Input rows:
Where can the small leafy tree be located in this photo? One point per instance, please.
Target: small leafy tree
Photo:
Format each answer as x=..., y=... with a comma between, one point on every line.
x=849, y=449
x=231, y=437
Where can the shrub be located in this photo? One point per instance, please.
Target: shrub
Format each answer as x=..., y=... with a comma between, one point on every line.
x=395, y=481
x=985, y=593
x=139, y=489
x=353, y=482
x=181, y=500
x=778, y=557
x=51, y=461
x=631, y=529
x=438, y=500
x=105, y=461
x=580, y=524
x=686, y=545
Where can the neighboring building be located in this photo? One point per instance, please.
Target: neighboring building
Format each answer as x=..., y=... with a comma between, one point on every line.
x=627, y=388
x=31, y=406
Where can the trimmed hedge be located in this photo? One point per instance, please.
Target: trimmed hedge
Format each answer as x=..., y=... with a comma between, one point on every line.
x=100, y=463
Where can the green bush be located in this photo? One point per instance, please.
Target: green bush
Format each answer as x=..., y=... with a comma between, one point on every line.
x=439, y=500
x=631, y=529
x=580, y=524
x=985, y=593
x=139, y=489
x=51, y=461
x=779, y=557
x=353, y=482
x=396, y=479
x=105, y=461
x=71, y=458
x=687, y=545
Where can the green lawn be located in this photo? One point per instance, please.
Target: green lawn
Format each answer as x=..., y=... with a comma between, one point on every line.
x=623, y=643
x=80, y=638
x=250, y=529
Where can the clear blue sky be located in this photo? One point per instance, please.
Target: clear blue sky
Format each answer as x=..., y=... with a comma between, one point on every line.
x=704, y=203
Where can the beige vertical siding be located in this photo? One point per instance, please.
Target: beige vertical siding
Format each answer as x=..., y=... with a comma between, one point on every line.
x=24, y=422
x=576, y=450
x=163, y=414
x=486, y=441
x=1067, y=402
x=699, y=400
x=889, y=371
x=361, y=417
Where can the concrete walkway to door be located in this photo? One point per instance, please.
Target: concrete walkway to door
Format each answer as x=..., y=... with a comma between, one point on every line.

Direction: Rewrite every line of the records above as a numbered list, skipping any blank lines.

Problem solution:
1. Where can the small leafy tree be located in this photo? One point per instance, please.
2. Target: small leafy tree
3. Photo:
4. Format each answer as x=..., y=... with a comma between, one point on every line.
5. x=849, y=449
6. x=231, y=437
7. Where can the shrub be located in this photo? One point per instance, please.
8. Target: shrub
9. Format each answer as x=..., y=... with a comma between, one point on every line.
10. x=395, y=481
11. x=985, y=593
12. x=139, y=489
13. x=353, y=482
14. x=181, y=500
15. x=778, y=557
16. x=51, y=461
17. x=631, y=529
18. x=438, y=500
19. x=105, y=461
20. x=580, y=524
21. x=686, y=545
22. Where can the neighboring building be located in this photo? One point per instance, please.
23. Target: neighboring building
24. Format each answer as x=..., y=... with a comma between, one point on every line.
25. x=627, y=388
26. x=31, y=406
27. Where can the trimmed hedge be located in this photo? One point per instance, please.
28. Target: trimmed hedge
29. Format each answer as x=..., y=... with a comma between, one point on every line.
30. x=100, y=463
31. Where can the green bush be located in this photo? One point per instance, please.
32. Target: green bush
33. Format each answer as x=..., y=... with a comma between, one point on every line.
34. x=439, y=500
35. x=631, y=529
36. x=580, y=524
37. x=985, y=593
38. x=139, y=489
39. x=51, y=461
40. x=779, y=557
41. x=353, y=482
42. x=396, y=479
43. x=105, y=461
44. x=71, y=458
45. x=687, y=545
46. Where can the green lawn be located in this photo? One point per instance, please.
47. Target: green lawn
48. Format each answer as x=..., y=... with a comma between, one point on every line.
49. x=623, y=643
50. x=80, y=638
51. x=250, y=529
52. Where can the clear blue sky be located in this photo? One point per instance, please.
53. Target: clear blue sky
54. Format each answer as x=..., y=... with a comma between, one point on every line.
55. x=704, y=203
56. Where can the beige vertical siding be located in this photo? One point per instance, please.
57. Target: beige vertical siding
58. Format each answer as x=..., y=... with a comma between, one point on every line.
59. x=24, y=422
60. x=576, y=450
61. x=163, y=414
62. x=486, y=441
63. x=1067, y=402
64. x=699, y=400
65. x=889, y=371
66. x=361, y=417
67. Where can the concrete walkway to door be located in this photo? One point per instance, please.
68. Target: concrete walkway to door
69. Format each answer as x=..., y=... with a comma between, one point on every line.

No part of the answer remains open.